- _BRIEF_: Reproduce every row below word for word, leaving out the pictures.

- _MATERIAL SUPPLIED_:
######

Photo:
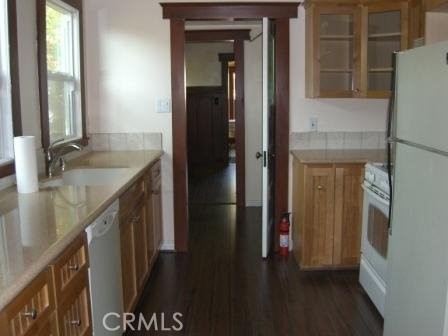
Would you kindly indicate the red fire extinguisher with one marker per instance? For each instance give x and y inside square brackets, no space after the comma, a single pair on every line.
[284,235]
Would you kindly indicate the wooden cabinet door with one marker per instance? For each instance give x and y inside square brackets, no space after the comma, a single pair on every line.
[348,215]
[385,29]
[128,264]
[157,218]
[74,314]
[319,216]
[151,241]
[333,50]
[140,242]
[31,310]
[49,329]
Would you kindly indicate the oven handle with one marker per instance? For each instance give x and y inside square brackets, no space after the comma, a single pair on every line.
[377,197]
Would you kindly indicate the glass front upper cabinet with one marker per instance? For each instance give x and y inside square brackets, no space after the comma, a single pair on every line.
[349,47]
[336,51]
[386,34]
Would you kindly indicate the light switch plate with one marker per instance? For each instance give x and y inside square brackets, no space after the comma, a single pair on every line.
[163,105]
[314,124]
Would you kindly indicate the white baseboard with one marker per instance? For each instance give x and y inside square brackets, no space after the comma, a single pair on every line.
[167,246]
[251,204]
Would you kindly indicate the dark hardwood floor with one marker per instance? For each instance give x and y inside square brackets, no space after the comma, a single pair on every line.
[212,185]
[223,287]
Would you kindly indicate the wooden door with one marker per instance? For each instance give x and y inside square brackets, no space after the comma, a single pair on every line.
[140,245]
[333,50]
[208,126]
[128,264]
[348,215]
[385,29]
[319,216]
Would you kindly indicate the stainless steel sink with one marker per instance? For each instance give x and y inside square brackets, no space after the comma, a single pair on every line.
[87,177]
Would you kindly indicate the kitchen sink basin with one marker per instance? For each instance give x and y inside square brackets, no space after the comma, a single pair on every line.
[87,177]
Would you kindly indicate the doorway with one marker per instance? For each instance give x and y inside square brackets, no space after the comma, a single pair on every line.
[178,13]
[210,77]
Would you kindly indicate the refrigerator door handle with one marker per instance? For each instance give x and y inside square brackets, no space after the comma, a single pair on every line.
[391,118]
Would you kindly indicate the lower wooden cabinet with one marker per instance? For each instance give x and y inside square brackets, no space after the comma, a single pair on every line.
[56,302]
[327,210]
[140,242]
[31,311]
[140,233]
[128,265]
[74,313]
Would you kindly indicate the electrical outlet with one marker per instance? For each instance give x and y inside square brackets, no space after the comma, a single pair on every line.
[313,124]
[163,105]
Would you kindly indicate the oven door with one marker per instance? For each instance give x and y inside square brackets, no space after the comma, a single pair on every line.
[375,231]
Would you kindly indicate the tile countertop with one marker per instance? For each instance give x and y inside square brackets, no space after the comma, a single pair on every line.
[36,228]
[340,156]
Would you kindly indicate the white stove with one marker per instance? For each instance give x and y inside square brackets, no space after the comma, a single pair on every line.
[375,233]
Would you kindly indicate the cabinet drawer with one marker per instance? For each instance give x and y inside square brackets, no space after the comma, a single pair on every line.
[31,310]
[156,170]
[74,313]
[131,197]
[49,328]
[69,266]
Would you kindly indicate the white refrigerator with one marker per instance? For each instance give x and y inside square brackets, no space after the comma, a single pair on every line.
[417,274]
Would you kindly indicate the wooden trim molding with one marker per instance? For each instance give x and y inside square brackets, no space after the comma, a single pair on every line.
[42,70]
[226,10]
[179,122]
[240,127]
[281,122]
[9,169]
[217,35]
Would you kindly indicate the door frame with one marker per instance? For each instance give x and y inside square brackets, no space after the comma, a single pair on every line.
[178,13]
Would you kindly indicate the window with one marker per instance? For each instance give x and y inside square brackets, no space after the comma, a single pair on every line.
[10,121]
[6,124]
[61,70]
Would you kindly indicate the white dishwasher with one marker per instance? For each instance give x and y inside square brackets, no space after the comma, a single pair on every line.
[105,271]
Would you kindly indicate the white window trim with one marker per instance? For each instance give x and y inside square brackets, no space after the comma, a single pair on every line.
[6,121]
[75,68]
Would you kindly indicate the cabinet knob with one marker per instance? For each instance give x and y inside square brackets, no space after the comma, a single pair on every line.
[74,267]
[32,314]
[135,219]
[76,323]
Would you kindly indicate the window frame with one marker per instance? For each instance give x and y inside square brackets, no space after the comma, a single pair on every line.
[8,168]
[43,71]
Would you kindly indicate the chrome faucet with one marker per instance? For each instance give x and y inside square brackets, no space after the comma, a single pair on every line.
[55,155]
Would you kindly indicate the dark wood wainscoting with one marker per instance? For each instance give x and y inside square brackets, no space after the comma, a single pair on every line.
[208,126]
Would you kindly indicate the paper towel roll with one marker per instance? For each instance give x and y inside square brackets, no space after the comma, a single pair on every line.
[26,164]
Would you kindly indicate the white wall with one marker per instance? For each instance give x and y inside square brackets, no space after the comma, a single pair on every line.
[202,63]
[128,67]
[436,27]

######

- _EXPECTED OUTPUT_:
Photo:
Would you kindly indicate the red fire extinguisher with one marker per instance? For each instance give x and y inside square brackets, no space after the comma, a single pair on every line.
[284,235]
Would you kindly indicate the wooden cabinet door with one marker per instance? For each instance give x and y inside square brackets, no space after the comma, a single pair on every line.
[348,215]
[385,29]
[128,264]
[157,218]
[74,314]
[319,216]
[151,241]
[333,50]
[140,242]
[31,310]
[49,329]
Would you kindly indicate the oven handle with one marker per instance? For each instance give x and y inside square brackets, no space after the comma, a single pair on every line.
[377,197]
Would you kindly indicate the glass front upper cabinet with one marker per instance? For each instance give x and y inside square brackets, no space after the comma, a single pair on every line.
[349,47]
[336,51]
[386,34]
Would you kindly indicate the light switch plate with one marker per instance? For each instance give x and y inside square brackets, no space after the comma, a single pair on every line.
[163,105]
[314,124]
Would you kindly indicate the white baseboard with one marker per instance? For each instance give x and y inside square brackets, no space after the comma, a single pair on every line.
[167,246]
[251,204]
Would you kindly indicate the dark hardwood floor with one marker per instance? For each instance give x and y inside square brackets, no space after the comma, a single pair on every line.
[212,185]
[223,287]
Would you kindly indicate the wooden door with one marker per instance? For each instance give x and y inside square brackets, no space after the comma, a single pair on every line.
[140,245]
[333,50]
[208,126]
[128,264]
[348,215]
[385,29]
[319,216]
Would you kindly indicate the stainless steel sink with one marker per instance? For each instance give x and y inside square brackets, no space after the comma, a single pair on every line.
[87,177]
Would you kindly indicate the kitchen sink basin with one marker per instance? For each instance give x and y inside square brackets, no space after the comma, a single pair on every line.
[87,177]
Would you kindly indicate the doorway with one marker per instance? For each instance give x and y inside square brackets, no space after the comma, a single pair on every line.
[178,13]
[210,77]
Would you kindly indicate the refrigerator door handle with one marker per instance? For each instance give x and y inside square brackets, no space after the comma, a single pair on every line.
[391,118]
Would you kindly indicate the lower wooden cabinet with one marker per instance? For each instance give x and y inside square brackets, no space after the comma, a single pair on every line.
[56,302]
[327,210]
[140,242]
[31,311]
[140,233]
[128,265]
[74,313]
Would you kindly indicate the electrical outlet with one marker per instance? For each instance give x and y inside square brackets, no space after the comma, a single pair on every line.
[313,124]
[163,105]
Would you kindly indicate the oven door with one marker per instance? For each instance give x and y inside square brackets, no space after the comma, a single pair on every line.
[375,231]
Would you kindly indicate the tile countertop with one marker per instance? For each instance give x and y inside square brackets, no space after the comma, a single pair on every line.
[36,228]
[340,156]
Would you kindly indicate the white stove with one marker per instance? For each instance give x and y inside square brackets, no space after the comma, a single pair on every line.
[375,233]
Would you kindly indicate the cabinet drawer with one marker per instance? For each instance give x and y inside square brackets, no space after the comma, a single pair on every line.
[31,310]
[156,170]
[74,313]
[131,197]
[49,328]
[69,266]
Would you kindly indicate the white refrigerator with one marker per instance? For each instance give x and y inside square brackets, no space after the comma, a single pair on every line.
[417,274]
Would you kindly indicate the wooden trim molding with one marker per instance? For each instance give x and y inside square brackets, no space after the comma, a single pair on every line.
[42,70]
[226,10]
[179,122]
[240,127]
[281,122]
[9,169]
[217,35]
Would you kindly indicate the door frame with one marker per instance? For each instance give x and y inside square brackets, no space after the comma, a single pair on every line.
[178,13]
Would you kindly indicate the window with one marker per instance? For each instance give x and y inside square brackets, no space after the comma, a single pair on every line.
[10,121]
[6,124]
[61,70]
Would you kindly indicate the white dishwasher with one marker per instance? For each instance give x and y inside square brackets, no space after the comma, a single pair on every line.
[105,271]
Would you kindly indicate the white window trim with one marker per instance? For each instance give x and y inside square brackets, no space after the comma, a single pair on every line.
[6,121]
[75,68]
Would you kindly indicate the cabinet knob with one marker per instance? For each instance give x and y inside square brackets, no space after the comma, a single pair on every line.
[74,267]
[32,314]
[135,219]
[76,323]
Would you kindly indicate the window frame with one marker per instance? For each instance give x and y inside square brackets, no space after the comma, a single pair on every line.
[8,168]
[43,71]
Would you kindly indicate the chrome faucet with one marker per instance? For each instance give x and y inside square brackets, no space after the comma, a single pair on every line.
[55,155]
Would you kindly indicate the dark wood wainscoting with one marker per instance? For each instance give x and y inside square brackets, no space after the comma, a single pair on every line.
[208,126]
Would you kindly indicate the paper towel roll with one marker per instance? For each instance give x and y inside square brackets, no space after the comma, a single pair on every line.
[26,164]
Would you kindly indicate the white wall with one marker per instance? For each instance give x and y inside square brackets, no space after the comma, a single pair on every line.
[202,63]
[128,67]
[436,27]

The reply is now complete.